What you have to do >>
Using the records below, output the stretch that opens with the line containing "Scan for wispy cloud." and closes with the line containing "Scan for dome.", exactly and including both lines, with nothing more.

Stored data:
************
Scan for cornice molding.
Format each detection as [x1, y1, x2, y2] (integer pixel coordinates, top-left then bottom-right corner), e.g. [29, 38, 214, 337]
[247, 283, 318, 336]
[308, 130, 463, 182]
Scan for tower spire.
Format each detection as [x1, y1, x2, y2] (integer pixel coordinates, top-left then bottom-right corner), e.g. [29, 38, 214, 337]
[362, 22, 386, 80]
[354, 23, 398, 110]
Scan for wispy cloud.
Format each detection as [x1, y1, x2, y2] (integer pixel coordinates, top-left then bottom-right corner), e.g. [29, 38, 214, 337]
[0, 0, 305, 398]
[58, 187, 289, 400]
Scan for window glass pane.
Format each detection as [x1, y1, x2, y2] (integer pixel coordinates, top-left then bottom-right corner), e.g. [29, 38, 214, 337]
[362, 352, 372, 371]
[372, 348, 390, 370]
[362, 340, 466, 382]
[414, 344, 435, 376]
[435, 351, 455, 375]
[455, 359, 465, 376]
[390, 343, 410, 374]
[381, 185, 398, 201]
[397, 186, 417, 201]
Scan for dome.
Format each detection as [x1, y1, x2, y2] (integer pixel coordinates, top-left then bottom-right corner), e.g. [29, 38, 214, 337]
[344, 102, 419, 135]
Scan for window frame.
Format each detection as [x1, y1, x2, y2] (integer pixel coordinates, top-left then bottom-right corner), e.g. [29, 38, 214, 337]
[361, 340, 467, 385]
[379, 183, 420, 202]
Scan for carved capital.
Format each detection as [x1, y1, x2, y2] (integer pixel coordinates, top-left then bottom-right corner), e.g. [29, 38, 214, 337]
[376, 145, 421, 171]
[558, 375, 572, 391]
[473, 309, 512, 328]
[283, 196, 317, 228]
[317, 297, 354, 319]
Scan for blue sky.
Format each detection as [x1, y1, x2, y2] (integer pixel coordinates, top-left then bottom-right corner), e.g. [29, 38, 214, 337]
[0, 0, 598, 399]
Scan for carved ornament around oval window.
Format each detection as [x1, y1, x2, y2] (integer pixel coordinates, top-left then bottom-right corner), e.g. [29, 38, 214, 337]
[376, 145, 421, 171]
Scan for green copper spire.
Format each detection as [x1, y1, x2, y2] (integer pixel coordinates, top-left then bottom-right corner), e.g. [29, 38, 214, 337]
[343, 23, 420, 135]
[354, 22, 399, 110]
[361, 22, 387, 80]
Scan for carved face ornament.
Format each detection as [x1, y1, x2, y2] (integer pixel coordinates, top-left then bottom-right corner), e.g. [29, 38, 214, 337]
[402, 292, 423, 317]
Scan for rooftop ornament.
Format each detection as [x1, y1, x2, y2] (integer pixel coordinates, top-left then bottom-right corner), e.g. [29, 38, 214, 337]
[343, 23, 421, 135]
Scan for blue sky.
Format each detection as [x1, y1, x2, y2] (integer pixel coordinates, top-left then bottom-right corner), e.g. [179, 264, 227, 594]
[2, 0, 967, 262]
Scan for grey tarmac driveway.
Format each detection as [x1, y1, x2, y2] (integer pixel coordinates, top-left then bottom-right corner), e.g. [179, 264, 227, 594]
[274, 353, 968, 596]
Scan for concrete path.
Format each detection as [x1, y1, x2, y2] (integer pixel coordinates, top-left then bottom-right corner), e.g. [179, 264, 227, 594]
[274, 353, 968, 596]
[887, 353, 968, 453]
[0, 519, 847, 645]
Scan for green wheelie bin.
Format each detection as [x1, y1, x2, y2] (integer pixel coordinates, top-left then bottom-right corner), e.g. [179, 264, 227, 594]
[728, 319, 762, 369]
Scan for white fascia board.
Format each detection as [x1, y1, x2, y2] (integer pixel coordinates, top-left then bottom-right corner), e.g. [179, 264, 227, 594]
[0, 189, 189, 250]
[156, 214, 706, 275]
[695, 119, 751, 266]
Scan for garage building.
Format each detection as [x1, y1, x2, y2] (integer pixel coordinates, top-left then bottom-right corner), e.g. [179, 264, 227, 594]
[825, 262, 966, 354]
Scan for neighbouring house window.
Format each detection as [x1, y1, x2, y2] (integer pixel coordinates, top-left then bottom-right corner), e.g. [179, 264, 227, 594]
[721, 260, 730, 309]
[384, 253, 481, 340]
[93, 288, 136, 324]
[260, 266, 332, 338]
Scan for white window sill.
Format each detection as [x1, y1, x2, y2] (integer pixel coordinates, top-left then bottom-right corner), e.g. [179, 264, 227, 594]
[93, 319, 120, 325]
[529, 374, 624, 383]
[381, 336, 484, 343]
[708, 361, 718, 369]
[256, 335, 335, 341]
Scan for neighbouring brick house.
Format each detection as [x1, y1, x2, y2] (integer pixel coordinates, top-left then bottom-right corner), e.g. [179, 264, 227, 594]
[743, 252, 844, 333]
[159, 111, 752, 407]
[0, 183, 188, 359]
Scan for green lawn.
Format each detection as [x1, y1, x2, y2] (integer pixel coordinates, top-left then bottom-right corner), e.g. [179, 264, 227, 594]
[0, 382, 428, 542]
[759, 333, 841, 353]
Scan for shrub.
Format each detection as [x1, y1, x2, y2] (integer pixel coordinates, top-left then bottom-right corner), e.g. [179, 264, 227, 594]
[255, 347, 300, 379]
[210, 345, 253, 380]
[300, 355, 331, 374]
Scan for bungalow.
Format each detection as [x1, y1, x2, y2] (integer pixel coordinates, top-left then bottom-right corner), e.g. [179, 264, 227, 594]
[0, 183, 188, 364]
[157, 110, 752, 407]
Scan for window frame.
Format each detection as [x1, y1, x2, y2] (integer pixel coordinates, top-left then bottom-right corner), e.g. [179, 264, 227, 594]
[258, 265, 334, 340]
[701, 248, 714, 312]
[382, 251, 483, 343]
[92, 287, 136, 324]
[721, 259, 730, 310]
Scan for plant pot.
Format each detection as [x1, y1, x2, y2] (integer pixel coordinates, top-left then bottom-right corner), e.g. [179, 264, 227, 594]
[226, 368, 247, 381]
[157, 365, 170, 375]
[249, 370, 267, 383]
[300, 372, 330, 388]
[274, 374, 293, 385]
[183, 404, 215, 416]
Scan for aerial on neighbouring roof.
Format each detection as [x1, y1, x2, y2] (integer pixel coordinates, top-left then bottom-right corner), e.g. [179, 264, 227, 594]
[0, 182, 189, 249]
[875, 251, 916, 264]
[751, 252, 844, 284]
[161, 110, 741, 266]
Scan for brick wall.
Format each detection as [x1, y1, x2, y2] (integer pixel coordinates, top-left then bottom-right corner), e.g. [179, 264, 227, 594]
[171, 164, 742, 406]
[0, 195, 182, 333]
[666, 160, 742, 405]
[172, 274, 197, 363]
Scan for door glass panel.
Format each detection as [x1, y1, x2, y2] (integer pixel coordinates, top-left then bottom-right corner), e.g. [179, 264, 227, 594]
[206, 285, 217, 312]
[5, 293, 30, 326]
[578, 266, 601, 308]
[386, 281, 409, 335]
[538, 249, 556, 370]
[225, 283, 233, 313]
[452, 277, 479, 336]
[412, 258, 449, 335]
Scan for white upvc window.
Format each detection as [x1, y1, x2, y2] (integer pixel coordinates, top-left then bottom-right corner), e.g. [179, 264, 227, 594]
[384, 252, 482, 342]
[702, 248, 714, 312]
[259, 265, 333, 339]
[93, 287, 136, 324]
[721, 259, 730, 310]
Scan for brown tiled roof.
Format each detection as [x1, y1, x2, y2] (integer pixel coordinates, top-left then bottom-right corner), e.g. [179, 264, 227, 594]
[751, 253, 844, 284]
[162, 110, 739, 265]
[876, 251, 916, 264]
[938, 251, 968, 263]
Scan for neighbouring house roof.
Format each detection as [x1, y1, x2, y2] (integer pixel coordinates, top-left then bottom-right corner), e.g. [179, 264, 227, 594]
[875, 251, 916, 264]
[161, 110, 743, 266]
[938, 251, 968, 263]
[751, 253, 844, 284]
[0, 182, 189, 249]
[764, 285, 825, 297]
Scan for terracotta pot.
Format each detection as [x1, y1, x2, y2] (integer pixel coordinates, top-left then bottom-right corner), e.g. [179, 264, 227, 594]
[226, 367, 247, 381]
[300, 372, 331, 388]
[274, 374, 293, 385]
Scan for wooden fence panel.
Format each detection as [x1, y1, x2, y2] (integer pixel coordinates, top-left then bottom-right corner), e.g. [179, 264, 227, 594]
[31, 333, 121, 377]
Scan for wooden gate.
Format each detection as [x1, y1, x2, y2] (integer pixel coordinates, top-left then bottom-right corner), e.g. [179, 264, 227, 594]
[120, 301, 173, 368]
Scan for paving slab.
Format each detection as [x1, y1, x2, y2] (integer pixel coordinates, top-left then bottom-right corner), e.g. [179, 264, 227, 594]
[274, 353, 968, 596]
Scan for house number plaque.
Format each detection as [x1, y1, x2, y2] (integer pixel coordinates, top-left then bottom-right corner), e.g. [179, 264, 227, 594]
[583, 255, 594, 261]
************
Solution to the exercise >>
Scan for wispy cloud.
Format each detection as [x1, y1, x2, y2] (integer pixel coordinates, top-left then bottom-right corner), e.g. [29, 38, 214, 337]
[0, 0, 305, 398]
[58, 187, 289, 400]
Scan for window glass pane.
Format each detection as [x1, y1, x2, y2] (integer pixel coordinates, top-left then bottom-right corner), e.g. [29, 38, 214, 337]
[362, 352, 372, 371]
[372, 348, 390, 370]
[362, 340, 466, 382]
[414, 344, 435, 376]
[435, 351, 455, 375]
[455, 359, 465, 376]
[390, 343, 410, 374]
[381, 185, 398, 201]
[397, 186, 417, 201]
Scan for dome.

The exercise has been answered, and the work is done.